▶ PROBLEM TO SOLVE: Take the line that contains "[locate] boy in yellow t-shirt" as the first and the last line of the material as the final one; set down exactly the lines in that span.

(Detection examples)

## start

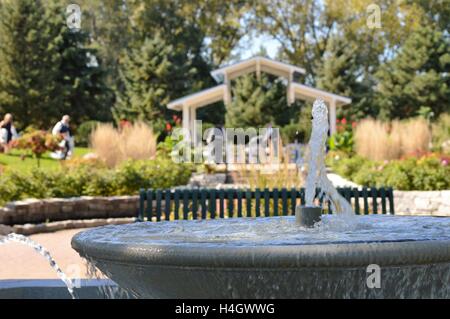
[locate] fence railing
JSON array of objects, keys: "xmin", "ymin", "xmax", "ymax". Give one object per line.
[{"xmin": 138, "ymin": 188, "xmax": 394, "ymax": 221}]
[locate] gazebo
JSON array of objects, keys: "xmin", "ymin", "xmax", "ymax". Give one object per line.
[{"xmin": 167, "ymin": 57, "xmax": 351, "ymax": 142}]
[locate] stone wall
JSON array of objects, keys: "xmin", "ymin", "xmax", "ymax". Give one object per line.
[
  {"xmin": 394, "ymin": 190, "xmax": 450, "ymax": 217},
  {"xmin": 0, "ymin": 190, "xmax": 450, "ymax": 226},
  {"xmin": 0, "ymin": 196, "xmax": 139, "ymax": 225}
]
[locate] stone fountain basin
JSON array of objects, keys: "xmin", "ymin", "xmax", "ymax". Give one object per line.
[{"xmin": 72, "ymin": 216, "xmax": 450, "ymax": 298}]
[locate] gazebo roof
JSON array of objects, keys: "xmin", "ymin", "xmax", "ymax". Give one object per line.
[
  {"xmin": 290, "ymin": 83, "xmax": 352, "ymax": 106},
  {"xmin": 211, "ymin": 56, "xmax": 306, "ymax": 83},
  {"xmin": 167, "ymin": 84, "xmax": 227, "ymax": 111},
  {"xmin": 167, "ymin": 57, "xmax": 352, "ymax": 111}
]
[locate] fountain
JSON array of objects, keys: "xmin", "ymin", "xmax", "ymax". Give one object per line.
[{"xmin": 72, "ymin": 101, "xmax": 450, "ymax": 298}]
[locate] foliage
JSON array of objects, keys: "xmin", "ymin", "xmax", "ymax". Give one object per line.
[
  {"xmin": 226, "ymin": 74, "xmax": 311, "ymax": 142},
  {"xmin": 329, "ymin": 131, "xmax": 354, "ymax": 153},
  {"xmin": 377, "ymin": 26, "xmax": 450, "ymax": 118},
  {"xmin": 0, "ymin": 0, "xmax": 110, "ymax": 127},
  {"xmin": 75, "ymin": 121, "xmax": 100, "ymax": 147},
  {"xmin": 355, "ymin": 118, "xmax": 431, "ymax": 160},
  {"xmin": 432, "ymin": 113, "xmax": 450, "ymax": 154},
  {"xmin": 327, "ymin": 153, "xmax": 450, "ymax": 191},
  {"xmin": 0, "ymin": 158, "xmax": 194, "ymax": 208},
  {"xmin": 12, "ymin": 131, "xmax": 62, "ymax": 166},
  {"xmin": 328, "ymin": 117, "xmax": 356, "ymax": 154},
  {"xmin": 90, "ymin": 122, "xmax": 156, "ymax": 168}
]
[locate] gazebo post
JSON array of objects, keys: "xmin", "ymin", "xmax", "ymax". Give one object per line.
[
  {"xmin": 183, "ymin": 104, "xmax": 191, "ymax": 132},
  {"xmin": 189, "ymin": 106, "xmax": 198, "ymax": 146},
  {"xmin": 329, "ymin": 99, "xmax": 336, "ymax": 135}
]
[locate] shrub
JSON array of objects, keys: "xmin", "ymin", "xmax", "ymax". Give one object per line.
[
  {"xmin": 355, "ymin": 118, "xmax": 431, "ymax": 160},
  {"xmin": 0, "ymin": 158, "xmax": 194, "ymax": 205},
  {"xmin": 327, "ymin": 154, "xmax": 450, "ymax": 191},
  {"xmin": 75, "ymin": 121, "xmax": 100, "ymax": 147},
  {"xmin": 432, "ymin": 113, "xmax": 450, "ymax": 154},
  {"xmin": 91, "ymin": 123, "xmax": 156, "ymax": 167}
]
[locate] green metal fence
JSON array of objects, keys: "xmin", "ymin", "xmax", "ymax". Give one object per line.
[{"xmin": 138, "ymin": 188, "xmax": 394, "ymax": 221}]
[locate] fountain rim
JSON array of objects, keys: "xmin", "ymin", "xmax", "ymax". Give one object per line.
[{"xmin": 72, "ymin": 233, "xmax": 450, "ymax": 269}]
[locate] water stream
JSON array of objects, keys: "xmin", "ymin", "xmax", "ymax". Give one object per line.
[
  {"xmin": 305, "ymin": 99, "xmax": 354, "ymax": 220},
  {"xmin": 0, "ymin": 233, "xmax": 75, "ymax": 299}
]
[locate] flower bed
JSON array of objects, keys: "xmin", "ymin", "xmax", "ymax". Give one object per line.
[
  {"xmin": 0, "ymin": 158, "xmax": 193, "ymax": 206},
  {"xmin": 327, "ymin": 152, "xmax": 450, "ymax": 191}
]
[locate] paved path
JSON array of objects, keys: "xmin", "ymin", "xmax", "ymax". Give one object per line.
[{"xmin": 0, "ymin": 229, "xmax": 89, "ymax": 280}]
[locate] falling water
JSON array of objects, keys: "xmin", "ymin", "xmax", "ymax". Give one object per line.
[
  {"xmin": 305, "ymin": 99, "xmax": 354, "ymax": 217},
  {"xmin": 0, "ymin": 233, "xmax": 75, "ymax": 299}
]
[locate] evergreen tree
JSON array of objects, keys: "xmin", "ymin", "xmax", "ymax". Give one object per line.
[
  {"xmin": 113, "ymin": 36, "xmax": 178, "ymax": 131},
  {"xmin": 317, "ymin": 37, "xmax": 378, "ymax": 119},
  {"xmin": 0, "ymin": 0, "xmax": 63, "ymax": 126},
  {"xmin": 0, "ymin": 0, "xmax": 109, "ymax": 128},
  {"xmin": 226, "ymin": 73, "xmax": 300, "ymax": 128},
  {"xmin": 377, "ymin": 26, "xmax": 450, "ymax": 118},
  {"xmin": 113, "ymin": 0, "xmax": 214, "ymax": 132}
]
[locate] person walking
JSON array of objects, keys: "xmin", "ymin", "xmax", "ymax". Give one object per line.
[
  {"xmin": 0, "ymin": 113, "xmax": 19, "ymax": 153},
  {"xmin": 52, "ymin": 115, "xmax": 75, "ymax": 159}
]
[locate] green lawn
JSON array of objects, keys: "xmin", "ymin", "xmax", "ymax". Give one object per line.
[{"xmin": 0, "ymin": 147, "xmax": 91, "ymax": 171}]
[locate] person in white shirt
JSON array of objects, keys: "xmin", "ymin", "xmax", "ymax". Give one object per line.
[
  {"xmin": 52, "ymin": 115, "xmax": 75, "ymax": 159},
  {"xmin": 0, "ymin": 113, "xmax": 19, "ymax": 153}
]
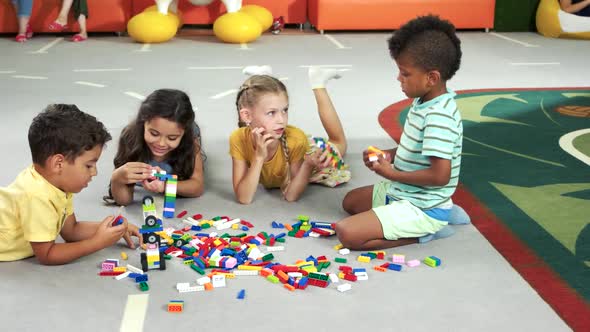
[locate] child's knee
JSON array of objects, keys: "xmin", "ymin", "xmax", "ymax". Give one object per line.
[{"xmin": 335, "ymin": 223, "xmax": 356, "ymax": 249}]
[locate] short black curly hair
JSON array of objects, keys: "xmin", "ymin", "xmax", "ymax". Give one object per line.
[
  {"xmin": 388, "ymin": 15, "xmax": 462, "ymax": 81},
  {"xmin": 29, "ymin": 104, "xmax": 112, "ymax": 165}
]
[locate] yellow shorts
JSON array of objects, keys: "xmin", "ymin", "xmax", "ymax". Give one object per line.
[{"xmin": 373, "ymin": 181, "xmax": 447, "ymax": 240}]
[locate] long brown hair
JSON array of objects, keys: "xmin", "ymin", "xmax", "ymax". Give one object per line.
[{"xmin": 114, "ymin": 89, "xmax": 202, "ymax": 180}]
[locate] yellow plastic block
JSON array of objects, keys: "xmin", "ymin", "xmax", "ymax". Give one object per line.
[
  {"xmin": 356, "ymin": 256, "xmax": 371, "ymax": 263},
  {"xmin": 238, "ymin": 265, "xmax": 262, "ymax": 271}
]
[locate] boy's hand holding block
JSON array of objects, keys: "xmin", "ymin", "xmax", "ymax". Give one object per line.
[{"xmin": 367, "ymin": 145, "xmax": 385, "ymax": 162}]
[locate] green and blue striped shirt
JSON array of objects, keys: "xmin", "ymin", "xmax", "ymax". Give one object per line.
[{"xmin": 388, "ymin": 90, "xmax": 463, "ymax": 210}]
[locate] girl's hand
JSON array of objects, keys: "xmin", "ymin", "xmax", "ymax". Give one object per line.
[
  {"xmin": 141, "ymin": 179, "xmax": 166, "ymax": 194},
  {"xmin": 92, "ymin": 216, "xmax": 127, "ymax": 248},
  {"xmin": 252, "ymin": 128, "xmax": 273, "ymax": 161},
  {"xmin": 303, "ymin": 150, "xmax": 330, "ymax": 169},
  {"xmin": 112, "ymin": 162, "xmax": 152, "ymax": 184}
]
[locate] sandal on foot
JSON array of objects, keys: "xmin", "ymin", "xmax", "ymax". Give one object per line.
[{"xmin": 49, "ymin": 21, "xmax": 68, "ymax": 31}]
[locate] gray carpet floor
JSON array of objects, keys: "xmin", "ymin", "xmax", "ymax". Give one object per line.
[{"xmin": 0, "ymin": 32, "xmax": 589, "ymax": 331}]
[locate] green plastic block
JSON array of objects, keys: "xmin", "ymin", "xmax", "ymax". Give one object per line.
[
  {"xmin": 139, "ymin": 281, "xmax": 150, "ymax": 292},
  {"xmin": 191, "ymin": 263, "xmax": 205, "ymax": 275}
]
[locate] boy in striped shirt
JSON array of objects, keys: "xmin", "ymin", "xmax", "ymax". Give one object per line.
[{"xmin": 336, "ymin": 16, "xmax": 469, "ymax": 250}]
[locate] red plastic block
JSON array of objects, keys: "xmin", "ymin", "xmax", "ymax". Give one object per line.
[{"xmin": 240, "ymin": 220, "xmax": 254, "ymax": 228}]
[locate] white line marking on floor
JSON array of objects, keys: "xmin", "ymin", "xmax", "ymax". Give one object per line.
[
  {"xmin": 210, "ymin": 89, "xmax": 238, "ymax": 99},
  {"xmin": 74, "ymin": 68, "xmax": 131, "ymax": 73},
  {"xmin": 74, "ymin": 81, "xmax": 106, "ymax": 88},
  {"xmin": 12, "ymin": 75, "xmax": 47, "ymax": 80},
  {"xmin": 490, "ymin": 32, "xmax": 539, "ymax": 47},
  {"xmin": 559, "ymin": 129, "xmax": 590, "ymax": 165},
  {"xmin": 135, "ymin": 43, "xmax": 152, "ymax": 52},
  {"xmin": 324, "ymin": 34, "xmax": 352, "ymax": 49},
  {"xmin": 188, "ymin": 66, "xmax": 244, "ymax": 70},
  {"xmin": 299, "ymin": 65, "xmax": 352, "ymax": 68},
  {"xmin": 31, "ymin": 37, "xmax": 64, "ymax": 54},
  {"xmin": 510, "ymin": 62, "xmax": 561, "ymax": 66},
  {"xmin": 120, "ymin": 294, "xmax": 149, "ymax": 332},
  {"xmin": 125, "ymin": 91, "xmax": 145, "ymax": 100}
]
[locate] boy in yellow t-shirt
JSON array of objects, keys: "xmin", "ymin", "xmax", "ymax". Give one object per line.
[{"xmin": 0, "ymin": 104, "xmax": 140, "ymax": 265}]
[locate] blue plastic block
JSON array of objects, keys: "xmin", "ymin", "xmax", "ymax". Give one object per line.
[
  {"xmin": 135, "ymin": 274, "xmax": 148, "ymax": 283},
  {"xmin": 139, "ymin": 227, "xmax": 164, "ymax": 234},
  {"xmin": 299, "ymin": 277, "xmax": 308, "ymax": 287}
]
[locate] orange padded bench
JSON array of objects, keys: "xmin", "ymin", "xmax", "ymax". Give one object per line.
[
  {"xmin": 130, "ymin": 0, "xmax": 307, "ymax": 24},
  {"xmin": 0, "ymin": 0, "xmax": 131, "ymax": 33},
  {"xmin": 307, "ymin": 0, "xmax": 496, "ymax": 32}
]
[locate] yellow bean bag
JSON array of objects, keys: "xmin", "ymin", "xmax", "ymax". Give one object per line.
[{"xmin": 537, "ymin": 0, "xmax": 590, "ymax": 39}]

## end

▶ TASK RESULT:
[locate] boy in yellow t-shirt
JSON array of objects, keys: "xmin", "ymin", "xmax", "ymax". Give one object per line.
[{"xmin": 0, "ymin": 104, "xmax": 140, "ymax": 265}]
[locate] blue plastic block
JSON array of objects, keys: "xmin", "ymin", "xmax", "ymax". Give one object per line.
[
  {"xmin": 135, "ymin": 274, "xmax": 148, "ymax": 283},
  {"xmin": 139, "ymin": 227, "xmax": 164, "ymax": 234},
  {"xmin": 299, "ymin": 277, "xmax": 308, "ymax": 287}
]
[locate] orange padded bench
JSON array of objects, keys: "xmin", "ymin", "xmax", "ymax". Give one object per line.
[
  {"xmin": 130, "ymin": 0, "xmax": 307, "ymax": 24},
  {"xmin": 0, "ymin": 0, "xmax": 131, "ymax": 33},
  {"xmin": 307, "ymin": 0, "xmax": 496, "ymax": 32}
]
[locate] yellow bean bag
JSON array of objects, keys: "xmin", "ymin", "xmax", "ymax". Give one object per line.
[{"xmin": 537, "ymin": 0, "xmax": 590, "ymax": 39}]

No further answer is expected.